§ Required task A:
Reproduce verbatim the part of the conference discussion below running from "(resp:24 you're right;" down to "who post none.".

§ Reading passage:

━━━

Wrong. The worst offenders have been those who come in, make a single comment every where they can find, and then disappear, never to be heard from again.
Re#25 Not practical as long as scribble capability exists in picospan. Ignoring the fact that this particular "scribble" has been openly available and (presumably) copied by any number of people in recent days, it's not at all hard to rewrite your own version from scratch. Variations of the "scribble" program have surfaced many times on m-net, arbornet, The Well, The River and grex over the years.
Really, discussion of disabling the mass-scribble command is a non-starter. It cannot be done. So give up.
This response has been erased.
(resp:24 you're right; "retiring" an item is about as effective as "killing" an item in that scenario. thanks for pointing that out.)
You can only retire an entire item, not a single response to an item. So if I post a "Loest Pricess for Viagra" response to every item in coop, the only way to make them all vanish would be to scribble them. Even then users would still see the item come up new. When I did the pistachio interface, I have fairwitnesses the ability to customize the look of their conferences (colors, login screens, etc). Basically, none did, so I eventually added the ability of users to do such customization. I think one of the problems with this policy is that most conferences would announce no policy. Probalby the proposal should include a default policy for conferences who post none.
That's a good point. My first reaction is that the default policy should be "no fairwitness deletions", but I'm willing to entertain other suggestions. I think it can be fairly restrictive, since if a fairwitness actually cares to use their deletion power it doesn't take much effort to post a policy.
Then my suggestion would be the default policy gives conf. fw's to retire and even kill items created for the express purpose of SPAMming the conf. (thus making it undesirable for grexing).
(resp:31 FWs already can't scribble responses in PicoSpan, AFAIK. [I seem to remember it being a feature in YAPP.] I think that this proposal would be too broad if it tried to cover that non-aspect of FWing as well.) (I also gathered from the wording of the proposal that, if no policy [ugh, I'm starting to *hate* that word] were posted in the conference, FWs and staff wouldn't be able to delete items in the conference at all. I don't understand why there would need to be a specific default P-O-L-I-C-Y, unless it's to avoid a hypothetical revival of this discussion in the future.)
Hey, I used the ability to customise the look of various conferences!!1
Re resp:33: My proposal does not put any restrictions on staff retiring items, only killing them.
(Hmm...do I need to clarify that point? To me it seems obvious that retiring an item is different than deleting it, but it may not be obvious to everyone.)
I'm personally not sure what happens when an item gets retired. Could someone clarify?

━━━

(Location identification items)
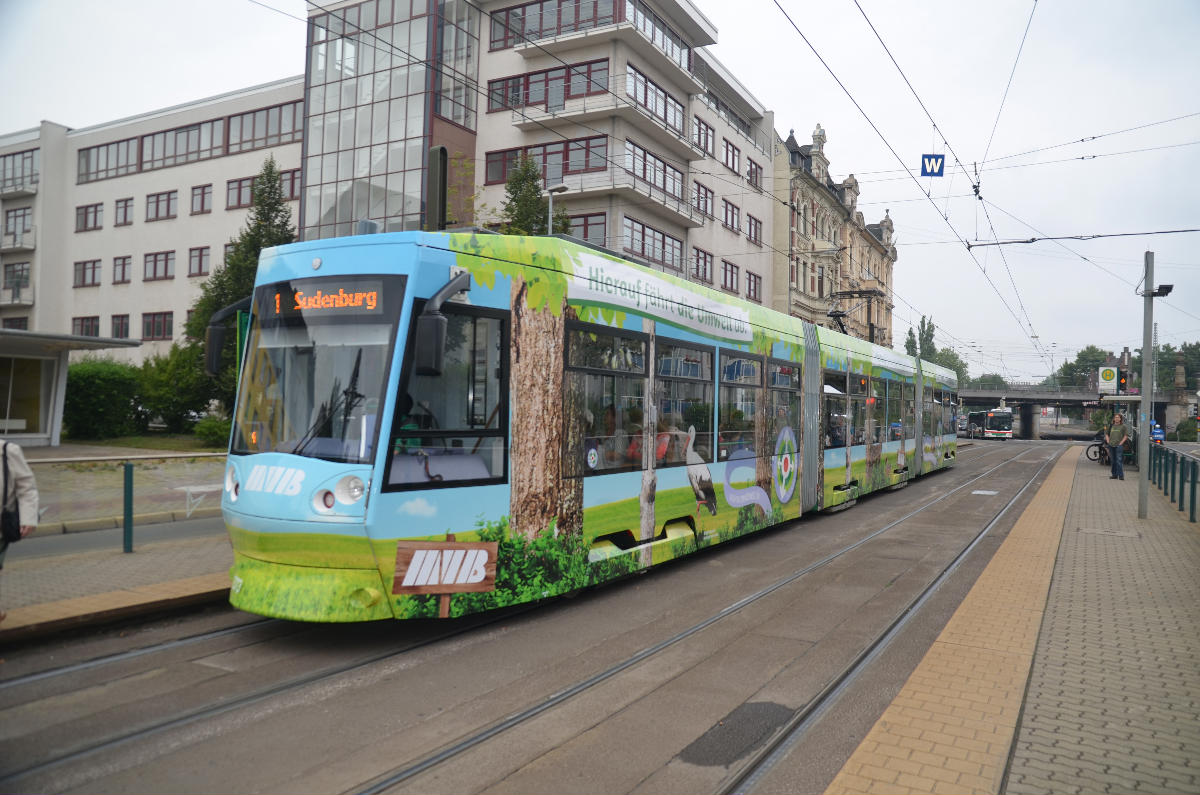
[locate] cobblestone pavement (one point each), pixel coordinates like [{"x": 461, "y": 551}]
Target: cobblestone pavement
[{"x": 1114, "y": 695}]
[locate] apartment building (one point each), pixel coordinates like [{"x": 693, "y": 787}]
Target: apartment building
[
  {"x": 109, "y": 231},
  {"x": 658, "y": 150},
  {"x": 829, "y": 264}
]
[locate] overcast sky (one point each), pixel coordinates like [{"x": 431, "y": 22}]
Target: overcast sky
[{"x": 1087, "y": 69}]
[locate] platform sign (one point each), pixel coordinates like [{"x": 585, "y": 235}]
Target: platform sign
[
  {"x": 1108, "y": 381},
  {"x": 933, "y": 165}
]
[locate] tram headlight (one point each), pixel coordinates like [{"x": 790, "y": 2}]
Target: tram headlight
[{"x": 349, "y": 489}]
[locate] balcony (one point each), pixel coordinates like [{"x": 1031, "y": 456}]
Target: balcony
[
  {"x": 17, "y": 296},
  {"x": 622, "y": 31},
  {"x": 18, "y": 240},
  {"x": 585, "y": 109},
  {"x": 624, "y": 185},
  {"x": 18, "y": 186}
]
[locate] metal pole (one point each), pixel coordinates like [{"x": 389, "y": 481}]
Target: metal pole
[
  {"x": 129, "y": 507},
  {"x": 1147, "y": 387}
]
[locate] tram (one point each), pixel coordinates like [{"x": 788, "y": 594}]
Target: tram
[
  {"x": 436, "y": 424},
  {"x": 994, "y": 423}
]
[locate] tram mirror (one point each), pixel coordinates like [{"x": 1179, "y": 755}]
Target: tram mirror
[
  {"x": 431, "y": 342},
  {"x": 214, "y": 340}
]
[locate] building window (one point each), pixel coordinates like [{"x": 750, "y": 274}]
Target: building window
[
  {"x": 653, "y": 99},
  {"x": 731, "y": 215},
  {"x": 87, "y": 273},
  {"x": 702, "y": 266},
  {"x": 754, "y": 229},
  {"x": 156, "y": 326},
  {"x": 121, "y": 268},
  {"x": 85, "y": 326},
  {"x": 18, "y": 221},
  {"x": 731, "y": 156},
  {"x": 729, "y": 276},
  {"x": 589, "y": 227},
  {"x": 202, "y": 199},
  {"x": 123, "y": 210},
  {"x": 163, "y": 205},
  {"x": 160, "y": 264},
  {"x": 289, "y": 185},
  {"x": 239, "y": 192},
  {"x": 754, "y": 173},
  {"x": 16, "y": 275},
  {"x": 555, "y": 160},
  {"x": 702, "y": 198},
  {"x": 198, "y": 262},
  {"x": 117, "y": 159},
  {"x": 19, "y": 168},
  {"x": 89, "y": 216},
  {"x": 652, "y": 244},
  {"x": 754, "y": 287},
  {"x": 653, "y": 169},
  {"x": 535, "y": 89},
  {"x": 281, "y": 124},
  {"x": 702, "y": 135}
]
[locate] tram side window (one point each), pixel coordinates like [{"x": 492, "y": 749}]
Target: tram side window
[
  {"x": 894, "y": 414},
  {"x": 877, "y": 406},
  {"x": 683, "y": 393},
  {"x": 784, "y": 382},
  {"x": 858, "y": 392},
  {"x": 741, "y": 393},
  {"x": 604, "y": 394},
  {"x": 834, "y": 414},
  {"x": 929, "y": 406},
  {"x": 453, "y": 428},
  {"x": 910, "y": 411}
]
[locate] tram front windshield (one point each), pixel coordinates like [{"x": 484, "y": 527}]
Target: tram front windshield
[
  {"x": 316, "y": 366},
  {"x": 1000, "y": 422}
]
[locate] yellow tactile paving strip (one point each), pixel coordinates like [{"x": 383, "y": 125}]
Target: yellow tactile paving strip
[{"x": 951, "y": 727}]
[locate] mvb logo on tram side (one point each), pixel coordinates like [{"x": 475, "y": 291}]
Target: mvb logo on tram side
[{"x": 444, "y": 567}]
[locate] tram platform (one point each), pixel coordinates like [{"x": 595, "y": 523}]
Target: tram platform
[{"x": 1072, "y": 665}]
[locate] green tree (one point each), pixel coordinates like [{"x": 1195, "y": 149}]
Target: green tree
[
  {"x": 174, "y": 387},
  {"x": 103, "y": 399},
  {"x": 925, "y": 339},
  {"x": 948, "y": 358},
  {"x": 525, "y": 207},
  {"x": 268, "y": 223}
]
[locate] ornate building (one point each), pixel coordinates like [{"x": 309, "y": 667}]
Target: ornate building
[{"x": 831, "y": 264}]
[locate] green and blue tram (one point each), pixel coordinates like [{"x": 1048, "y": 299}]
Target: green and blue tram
[{"x": 435, "y": 424}]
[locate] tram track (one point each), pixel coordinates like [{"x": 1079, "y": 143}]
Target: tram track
[
  {"x": 762, "y": 760},
  {"x": 192, "y": 717}
]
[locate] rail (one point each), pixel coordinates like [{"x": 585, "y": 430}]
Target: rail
[{"x": 1177, "y": 474}]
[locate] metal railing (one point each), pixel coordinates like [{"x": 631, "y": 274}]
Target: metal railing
[{"x": 1177, "y": 474}]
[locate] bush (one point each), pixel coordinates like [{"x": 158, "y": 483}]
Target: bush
[
  {"x": 213, "y": 430},
  {"x": 103, "y": 400},
  {"x": 175, "y": 388}
]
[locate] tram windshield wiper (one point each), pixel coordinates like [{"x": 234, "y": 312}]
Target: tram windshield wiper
[{"x": 348, "y": 400}]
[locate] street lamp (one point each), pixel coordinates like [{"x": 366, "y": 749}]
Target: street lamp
[{"x": 550, "y": 214}]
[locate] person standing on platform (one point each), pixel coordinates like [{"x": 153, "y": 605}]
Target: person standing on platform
[
  {"x": 1116, "y": 438},
  {"x": 21, "y": 495}
]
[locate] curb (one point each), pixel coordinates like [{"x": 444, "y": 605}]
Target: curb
[
  {"x": 109, "y": 522},
  {"x": 43, "y": 620}
]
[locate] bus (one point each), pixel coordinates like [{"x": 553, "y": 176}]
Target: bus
[
  {"x": 994, "y": 423},
  {"x": 437, "y": 424}
]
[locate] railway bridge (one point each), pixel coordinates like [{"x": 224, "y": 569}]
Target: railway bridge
[{"x": 1027, "y": 399}]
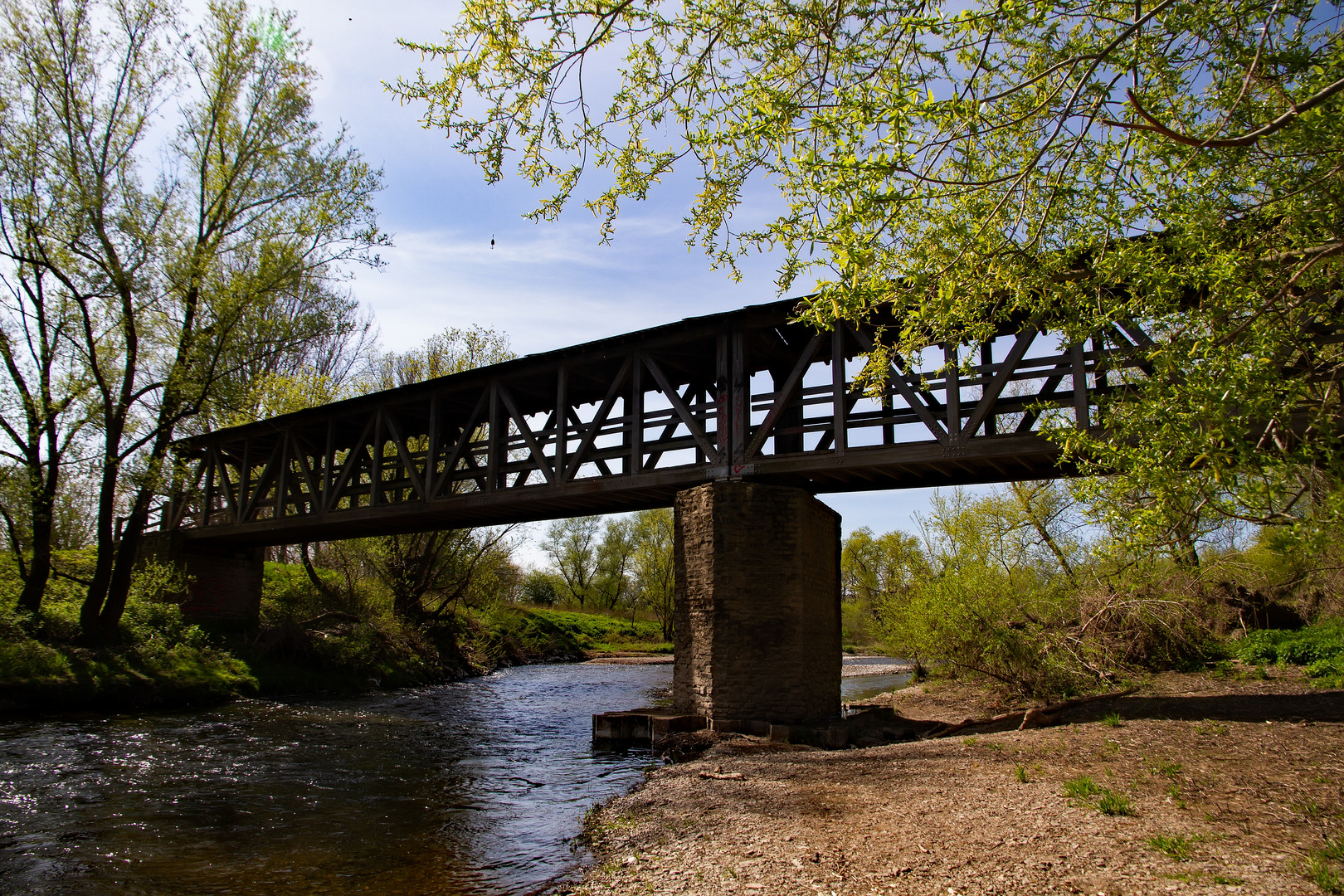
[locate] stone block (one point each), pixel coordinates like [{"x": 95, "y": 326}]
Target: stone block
[
  {"x": 757, "y": 603},
  {"x": 222, "y": 585}
]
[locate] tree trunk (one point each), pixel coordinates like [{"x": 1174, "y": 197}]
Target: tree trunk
[
  {"x": 39, "y": 571},
  {"x": 128, "y": 550},
  {"x": 106, "y": 542}
]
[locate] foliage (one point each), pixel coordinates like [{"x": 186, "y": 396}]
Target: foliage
[
  {"x": 1319, "y": 646},
  {"x": 1176, "y": 848},
  {"x": 572, "y": 546},
  {"x": 654, "y": 566},
  {"x": 184, "y": 281},
  {"x": 967, "y": 169},
  {"x": 593, "y": 631},
  {"x": 158, "y": 657}
]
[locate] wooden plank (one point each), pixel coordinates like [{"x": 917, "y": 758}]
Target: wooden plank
[
  {"x": 587, "y": 445},
  {"x": 682, "y": 410},
  {"x": 996, "y": 386},
  {"x": 986, "y": 362},
  {"x": 1079, "y": 373},
  {"x": 375, "y": 462},
  {"x": 399, "y": 441},
  {"x": 463, "y": 441},
  {"x": 636, "y": 412},
  {"x": 329, "y": 462},
  {"x": 496, "y": 441},
  {"x": 838, "y": 391},
  {"x": 722, "y": 390},
  {"x": 431, "y": 448},
  {"x": 739, "y": 401},
  {"x": 538, "y": 455},
  {"x": 301, "y": 457},
  {"x": 952, "y": 390},
  {"x": 1030, "y": 416},
  {"x": 260, "y": 486},
  {"x": 902, "y": 384},
  {"x": 782, "y": 397},
  {"x": 353, "y": 461},
  {"x": 562, "y": 427}
]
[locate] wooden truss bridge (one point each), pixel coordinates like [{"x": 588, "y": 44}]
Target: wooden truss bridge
[{"x": 628, "y": 422}]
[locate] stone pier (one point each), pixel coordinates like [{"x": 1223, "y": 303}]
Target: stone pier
[
  {"x": 222, "y": 585},
  {"x": 757, "y": 605}
]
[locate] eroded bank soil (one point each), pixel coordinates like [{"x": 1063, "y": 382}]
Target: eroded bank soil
[{"x": 1241, "y": 782}]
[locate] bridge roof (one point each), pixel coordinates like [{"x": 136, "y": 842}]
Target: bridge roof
[{"x": 767, "y": 312}]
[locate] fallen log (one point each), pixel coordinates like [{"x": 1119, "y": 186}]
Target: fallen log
[{"x": 1034, "y": 718}]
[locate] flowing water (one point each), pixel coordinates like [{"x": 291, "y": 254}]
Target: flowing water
[{"x": 470, "y": 787}]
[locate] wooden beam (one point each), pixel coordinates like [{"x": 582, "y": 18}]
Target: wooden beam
[
  {"x": 996, "y": 386},
  {"x": 680, "y": 409},
  {"x": 538, "y": 455},
  {"x": 587, "y": 445},
  {"x": 784, "y": 395}
]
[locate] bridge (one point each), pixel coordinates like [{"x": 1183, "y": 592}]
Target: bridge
[{"x": 735, "y": 419}]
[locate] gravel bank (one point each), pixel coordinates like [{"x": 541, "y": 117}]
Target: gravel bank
[{"x": 1233, "y": 786}]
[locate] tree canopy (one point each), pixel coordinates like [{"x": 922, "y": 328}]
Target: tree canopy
[{"x": 1077, "y": 165}]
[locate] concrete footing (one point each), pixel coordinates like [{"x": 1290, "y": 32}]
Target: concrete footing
[{"x": 222, "y": 586}]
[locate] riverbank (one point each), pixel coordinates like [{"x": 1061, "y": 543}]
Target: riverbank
[
  {"x": 1196, "y": 783},
  {"x": 162, "y": 661}
]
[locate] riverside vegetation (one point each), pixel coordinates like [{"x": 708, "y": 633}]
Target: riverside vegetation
[{"x": 308, "y": 641}]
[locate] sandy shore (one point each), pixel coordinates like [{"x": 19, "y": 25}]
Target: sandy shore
[{"x": 1229, "y": 786}]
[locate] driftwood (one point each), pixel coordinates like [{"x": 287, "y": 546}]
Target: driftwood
[{"x": 1034, "y": 718}]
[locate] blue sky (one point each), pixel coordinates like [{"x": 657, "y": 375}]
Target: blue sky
[{"x": 546, "y": 285}]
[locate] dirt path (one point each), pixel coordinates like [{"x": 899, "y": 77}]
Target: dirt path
[{"x": 1233, "y": 786}]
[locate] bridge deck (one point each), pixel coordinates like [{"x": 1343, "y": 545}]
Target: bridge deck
[{"x": 626, "y": 422}]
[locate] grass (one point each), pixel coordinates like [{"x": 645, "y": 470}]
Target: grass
[
  {"x": 307, "y": 642},
  {"x": 1319, "y": 646},
  {"x": 598, "y": 631},
  {"x": 1108, "y": 801},
  {"x": 1113, "y": 804},
  {"x": 1176, "y": 848},
  {"x": 1081, "y": 787}
]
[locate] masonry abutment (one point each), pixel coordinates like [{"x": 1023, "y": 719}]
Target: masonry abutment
[
  {"x": 222, "y": 585},
  {"x": 757, "y": 603}
]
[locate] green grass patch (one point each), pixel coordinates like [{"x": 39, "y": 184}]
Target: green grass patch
[
  {"x": 1176, "y": 848},
  {"x": 1081, "y": 787},
  {"x": 1113, "y": 804},
  {"x": 1319, "y": 646},
  {"x": 598, "y": 631}
]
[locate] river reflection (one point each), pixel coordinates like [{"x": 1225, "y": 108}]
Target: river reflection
[{"x": 470, "y": 787}]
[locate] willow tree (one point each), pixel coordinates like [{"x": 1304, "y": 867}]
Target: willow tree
[
  {"x": 178, "y": 278},
  {"x": 1168, "y": 163}
]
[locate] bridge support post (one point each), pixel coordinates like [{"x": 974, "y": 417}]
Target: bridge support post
[
  {"x": 757, "y": 605},
  {"x": 222, "y": 585}
]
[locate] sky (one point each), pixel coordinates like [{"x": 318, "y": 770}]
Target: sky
[{"x": 546, "y": 285}]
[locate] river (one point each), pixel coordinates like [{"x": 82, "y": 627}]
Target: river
[{"x": 474, "y": 787}]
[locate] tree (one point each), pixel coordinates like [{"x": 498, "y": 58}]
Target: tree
[
  {"x": 1079, "y": 167},
  {"x": 572, "y": 544},
  {"x": 615, "y": 553},
  {"x": 874, "y": 568},
  {"x": 43, "y": 402},
  {"x": 226, "y": 260},
  {"x": 654, "y": 564}
]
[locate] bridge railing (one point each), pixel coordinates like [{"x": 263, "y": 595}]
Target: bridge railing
[{"x": 626, "y": 422}]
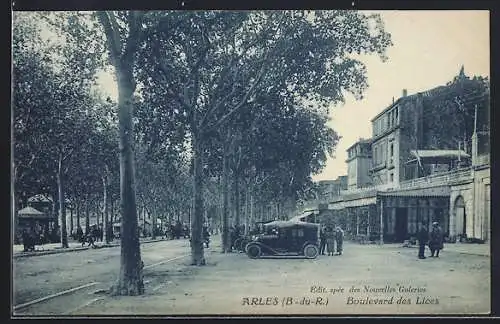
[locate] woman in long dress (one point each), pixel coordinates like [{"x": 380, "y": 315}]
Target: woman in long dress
[
  {"x": 330, "y": 240},
  {"x": 436, "y": 240}
]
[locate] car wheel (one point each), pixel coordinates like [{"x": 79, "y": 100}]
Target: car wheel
[
  {"x": 242, "y": 245},
  {"x": 311, "y": 251},
  {"x": 253, "y": 251}
]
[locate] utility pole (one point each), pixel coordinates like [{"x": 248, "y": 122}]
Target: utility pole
[{"x": 381, "y": 220}]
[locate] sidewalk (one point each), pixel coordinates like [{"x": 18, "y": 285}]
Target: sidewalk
[
  {"x": 53, "y": 248},
  {"x": 465, "y": 248}
]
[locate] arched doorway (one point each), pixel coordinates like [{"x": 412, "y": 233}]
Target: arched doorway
[{"x": 460, "y": 217}]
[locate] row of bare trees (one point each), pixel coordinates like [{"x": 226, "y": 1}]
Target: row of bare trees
[{"x": 231, "y": 105}]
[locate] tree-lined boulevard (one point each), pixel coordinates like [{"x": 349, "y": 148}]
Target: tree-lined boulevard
[{"x": 222, "y": 116}]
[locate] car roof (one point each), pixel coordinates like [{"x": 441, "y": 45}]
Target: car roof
[{"x": 290, "y": 224}]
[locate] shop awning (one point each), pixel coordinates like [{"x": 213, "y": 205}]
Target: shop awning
[
  {"x": 365, "y": 201},
  {"x": 30, "y": 212},
  {"x": 440, "y": 191},
  {"x": 436, "y": 156},
  {"x": 300, "y": 217}
]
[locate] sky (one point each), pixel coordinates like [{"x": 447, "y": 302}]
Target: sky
[{"x": 429, "y": 49}]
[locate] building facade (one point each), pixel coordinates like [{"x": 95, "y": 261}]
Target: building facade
[
  {"x": 359, "y": 160},
  {"x": 420, "y": 171}
]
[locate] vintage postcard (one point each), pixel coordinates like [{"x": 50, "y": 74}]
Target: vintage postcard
[{"x": 218, "y": 162}]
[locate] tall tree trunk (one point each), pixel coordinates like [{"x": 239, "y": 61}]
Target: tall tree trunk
[
  {"x": 55, "y": 209},
  {"x": 251, "y": 204},
  {"x": 112, "y": 212},
  {"x": 197, "y": 251},
  {"x": 122, "y": 50},
  {"x": 237, "y": 198},
  {"x": 71, "y": 217},
  {"x": 14, "y": 202},
  {"x": 130, "y": 281},
  {"x": 87, "y": 215},
  {"x": 105, "y": 223},
  {"x": 77, "y": 214},
  {"x": 62, "y": 205},
  {"x": 225, "y": 203},
  {"x": 153, "y": 222}
]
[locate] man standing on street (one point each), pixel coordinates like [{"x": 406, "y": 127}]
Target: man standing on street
[
  {"x": 422, "y": 237},
  {"x": 339, "y": 239},
  {"x": 436, "y": 239},
  {"x": 322, "y": 241}
]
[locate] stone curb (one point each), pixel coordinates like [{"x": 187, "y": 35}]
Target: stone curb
[
  {"x": 60, "y": 250},
  {"x": 454, "y": 251}
]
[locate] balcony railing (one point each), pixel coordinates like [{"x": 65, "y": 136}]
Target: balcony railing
[{"x": 438, "y": 179}]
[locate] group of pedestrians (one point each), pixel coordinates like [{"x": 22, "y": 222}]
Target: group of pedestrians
[
  {"x": 332, "y": 240},
  {"x": 434, "y": 239}
]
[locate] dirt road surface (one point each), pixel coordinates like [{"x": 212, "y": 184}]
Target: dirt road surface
[{"x": 391, "y": 280}]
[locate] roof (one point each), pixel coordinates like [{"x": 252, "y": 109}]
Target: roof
[
  {"x": 392, "y": 105},
  {"x": 40, "y": 198},
  {"x": 30, "y": 211},
  {"x": 360, "y": 141},
  {"x": 290, "y": 223},
  {"x": 299, "y": 217},
  {"x": 437, "y": 156}
]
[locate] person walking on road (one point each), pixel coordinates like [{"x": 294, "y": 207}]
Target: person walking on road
[
  {"x": 339, "y": 239},
  {"x": 206, "y": 235},
  {"x": 322, "y": 241},
  {"x": 423, "y": 238},
  {"x": 330, "y": 240},
  {"x": 436, "y": 240}
]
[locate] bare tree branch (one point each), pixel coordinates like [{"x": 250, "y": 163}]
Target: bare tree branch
[{"x": 112, "y": 33}]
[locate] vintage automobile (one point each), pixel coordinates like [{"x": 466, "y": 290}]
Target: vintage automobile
[{"x": 286, "y": 238}]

━━━

§ Required task B:
Return each line of the records above that contains the string "front".

§ Response A:
(resp:24 you're right; "retiring" an item is about as effective as "killing" an item in that scenario. thanks for pointing that out.)
You can only retire an entire item, not a single response to an item. So if I post a "Loest Pricess for Viagra" response to every item in coop, the only way to make them all vanish would be to scribble them. Even then users would still see the item come up new. When I did the pistachio interface, I have fairwitnesses the ability to customize the look of their conferences (colors, login screens, etc). Basically, none did, so I eventually added the ability of users to do such customization. I think one of the problems with this policy is that most conferences would announce no policy. Probalby the proposal should include a default policy for conferences who post none.

§ Response B:
[locate] tram front windshield (one point each), pixel coordinates like [{"x": 484, "y": 527}]
Target: tram front windshield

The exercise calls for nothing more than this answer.